Текст для чтения
------------------------------------------------
Эта горестная история, рассказанная аудитории, как правило, пробивала настороженность, что нет-нет да и возникала на моих лекциях по линии Бюро пропаганды Союза писателей и Всесоюзного общества «Знание».



А неудачи все бродили под моими окнами…

В ожидании прилива ярости, которая толкнула бы меня к столу, к работе над новым романом, я вернулся к прошлой, опостылевшей и неверной любовнице – драматургии, чем-то вновь ставшей для меня привлекательной.

Диалог – это опиум сочинительства.

Новая пьеса показалась любопытной Московскому театру имени Маяковского. Но требовалась доработка. Завлит театра Виктор Дубровский – добрейший и милый человек– запер меня в своей квартире, в прямом смысле этого слова, благо его домашние были на даче, с тем чтобы я поработал над пьесой. «Витя, – говорил я Дубровскому, – не всякая птица может петь в клетке». – «Всякая, – ответил Дубровский. – Если ее хорошо кормить и если клетка большая».
------------------------------------------------
Записи данных
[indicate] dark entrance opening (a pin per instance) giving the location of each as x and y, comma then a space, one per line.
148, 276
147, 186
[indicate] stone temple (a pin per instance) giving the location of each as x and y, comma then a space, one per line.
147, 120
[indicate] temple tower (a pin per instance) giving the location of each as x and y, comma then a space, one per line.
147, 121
------------------------------------------------
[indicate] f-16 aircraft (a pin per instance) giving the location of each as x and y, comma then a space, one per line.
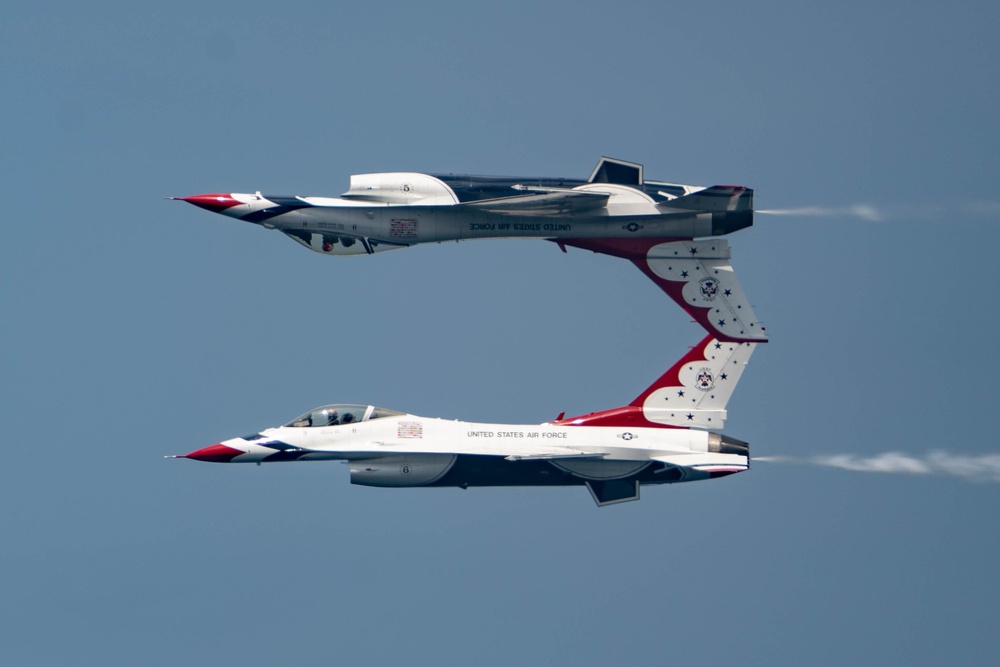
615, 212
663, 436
------------------------------------------------
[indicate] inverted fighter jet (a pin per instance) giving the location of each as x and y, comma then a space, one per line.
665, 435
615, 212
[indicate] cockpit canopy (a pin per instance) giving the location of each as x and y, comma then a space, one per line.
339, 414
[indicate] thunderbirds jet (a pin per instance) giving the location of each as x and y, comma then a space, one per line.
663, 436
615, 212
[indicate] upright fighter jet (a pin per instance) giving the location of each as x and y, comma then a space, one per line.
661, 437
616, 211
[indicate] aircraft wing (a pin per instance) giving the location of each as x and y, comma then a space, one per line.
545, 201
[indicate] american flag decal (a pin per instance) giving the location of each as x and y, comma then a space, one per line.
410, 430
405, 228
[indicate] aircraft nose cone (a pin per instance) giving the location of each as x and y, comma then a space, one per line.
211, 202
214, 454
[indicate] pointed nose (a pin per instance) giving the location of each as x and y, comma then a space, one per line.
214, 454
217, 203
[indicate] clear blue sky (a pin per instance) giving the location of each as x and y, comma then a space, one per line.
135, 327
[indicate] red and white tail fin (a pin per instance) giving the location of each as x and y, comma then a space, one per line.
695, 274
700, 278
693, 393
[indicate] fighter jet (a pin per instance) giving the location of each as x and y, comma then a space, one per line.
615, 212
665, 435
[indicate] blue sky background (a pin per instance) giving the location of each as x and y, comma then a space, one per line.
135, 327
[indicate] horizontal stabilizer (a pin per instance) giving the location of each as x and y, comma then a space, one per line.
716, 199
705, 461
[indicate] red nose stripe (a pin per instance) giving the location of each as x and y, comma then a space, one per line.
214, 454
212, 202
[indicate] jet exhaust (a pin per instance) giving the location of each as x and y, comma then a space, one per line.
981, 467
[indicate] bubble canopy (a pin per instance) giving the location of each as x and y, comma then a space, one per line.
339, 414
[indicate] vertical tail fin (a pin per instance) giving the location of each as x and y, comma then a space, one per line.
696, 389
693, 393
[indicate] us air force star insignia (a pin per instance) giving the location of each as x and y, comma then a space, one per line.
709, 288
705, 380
------------------------------------------------
Задание
Продолжите воспоминания о доработке пьесы для театра имени Маяковского сразу после их последнего предложения.

Ответ
Клетка и впрямь оказалась большая – многокомнатная квартира в центре Москвы с туалетом, просторным, как грузовой лифт. И кормежка подходящая. Но моей птице в клетке не пелось, пришлось ее выпустить. Я вернулся в Ленинград, засел за пьесу, а по готовности погрузил в автомобиль жену и дочь, с тем чтобы заехать на Валдай, где в правительственном санатории набирался сил главный режиссер театра Андрей Александрович Гончаров, прочесть ему пьесу и отправиться дальше, на Украину, к намеченному месту отдыха «на пленэре», в палатке…

О российские дороги – экскременты нашего образа жизни! Недалеко от Луги какой-то лихой рулило решил сменить масло в двигателе своего грузовика, в результате чего шоссе было залито склизкой жижей. И мой «Москвич», потеряв управление, заскользил к оврагу. У самого края, ударившись о камень, «Москвич» скапотировал в полном смысле этого слова – перевалился через капот – и, в последнее мгновение, зацепился за случайный столб. Так он и застыл в виде восклицательного знака над пятиметровым оврагом. Зрелище диковинное, даже для бывалых гаишников. Боязливо, чтобы не нарушить равновесие, мы покинули салон, подогнали кран, поставили машину на колеса и, помятые, без ветрового стекла, воротились своим ходом в Ленинград. На Валдай я добирался уже один.